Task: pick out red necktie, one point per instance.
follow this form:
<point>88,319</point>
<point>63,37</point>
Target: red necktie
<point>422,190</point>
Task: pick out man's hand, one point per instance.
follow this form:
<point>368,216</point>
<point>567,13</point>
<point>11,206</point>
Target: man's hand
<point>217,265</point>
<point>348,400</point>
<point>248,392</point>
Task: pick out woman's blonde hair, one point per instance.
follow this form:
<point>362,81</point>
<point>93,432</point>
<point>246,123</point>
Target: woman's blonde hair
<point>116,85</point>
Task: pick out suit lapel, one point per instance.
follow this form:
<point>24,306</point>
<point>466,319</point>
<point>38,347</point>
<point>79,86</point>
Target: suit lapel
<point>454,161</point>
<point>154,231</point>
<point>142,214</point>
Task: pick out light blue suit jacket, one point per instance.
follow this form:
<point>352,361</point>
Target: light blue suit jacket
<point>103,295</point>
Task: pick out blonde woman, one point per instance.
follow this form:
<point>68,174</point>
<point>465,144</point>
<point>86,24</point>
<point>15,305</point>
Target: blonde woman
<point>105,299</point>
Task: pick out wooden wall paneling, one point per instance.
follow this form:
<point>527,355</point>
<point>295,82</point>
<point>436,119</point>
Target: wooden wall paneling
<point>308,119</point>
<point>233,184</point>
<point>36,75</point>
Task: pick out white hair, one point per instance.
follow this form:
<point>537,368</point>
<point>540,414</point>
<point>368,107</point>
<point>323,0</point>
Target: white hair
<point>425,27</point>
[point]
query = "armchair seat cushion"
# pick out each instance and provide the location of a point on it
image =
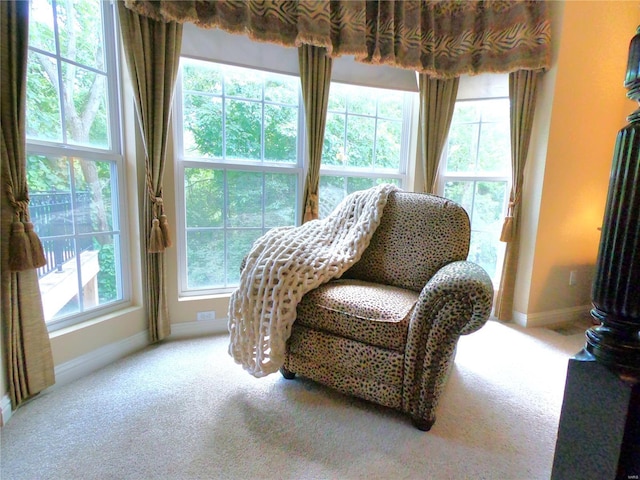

------------------------------------------------

▶ _What the task requires_
Rewrite the material above, replacing "pick out" with "mark" everywhere and leaving everything else unchanged. Leave out the pictures.

▶ _Completed exercise_
Task: mark red necktie, one point per instance.
follow this form:
<point>88,319</point>
<point>63,37</point>
Target: red necktie
<point>422,190</point>
Task: mark man's hand, one point per instance.
follow this form:
<point>368,216</point>
<point>567,13</point>
<point>11,206</point>
Target: man's hand
<point>217,265</point>
<point>348,400</point>
<point>248,392</point>
Task: mark woman's blonde hair, one point per instance.
follow this form:
<point>362,81</point>
<point>93,432</point>
<point>246,123</point>
Target: woman's blonde hair
<point>116,85</point>
Task: mark suit lapel, one point per instance.
follow this form:
<point>24,306</point>
<point>466,319</point>
<point>38,347</point>
<point>79,86</point>
Target: suit lapel
<point>454,161</point>
<point>154,231</point>
<point>142,214</point>
Task: mark light blue suit jacket, one point per instance.
follow this form:
<point>352,361</point>
Target: light blue suit jacket
<point>103,295</point>
Task: mark blonde woman, one point per instance.
follow this form:
<point>68,174</point>
<point>465,144</point>
<point>86,24</point>
<point>15,305</point>
Target: blonde woman
<point>105,299</point>
Task: mark wooden wall paneling, one point per instance.
follow this form:
<point>527,355</point>
<point>295,82</point>
<point>436,119</point>
Target: wooden wall paneling
<point>308,119</point>
<point>233,184</point>
<point>36,75</point>
Task: mark white hair, one point per instance.
follow this form:
<point>537,368</point>
<point>540,414</point>
<point>368,107</point>
<point>323,0</point>
Target: white hair
<point>425,27</point>
[point]
query = "armchair seat cushion"
# mark each instance and provide the location of a point on it
image =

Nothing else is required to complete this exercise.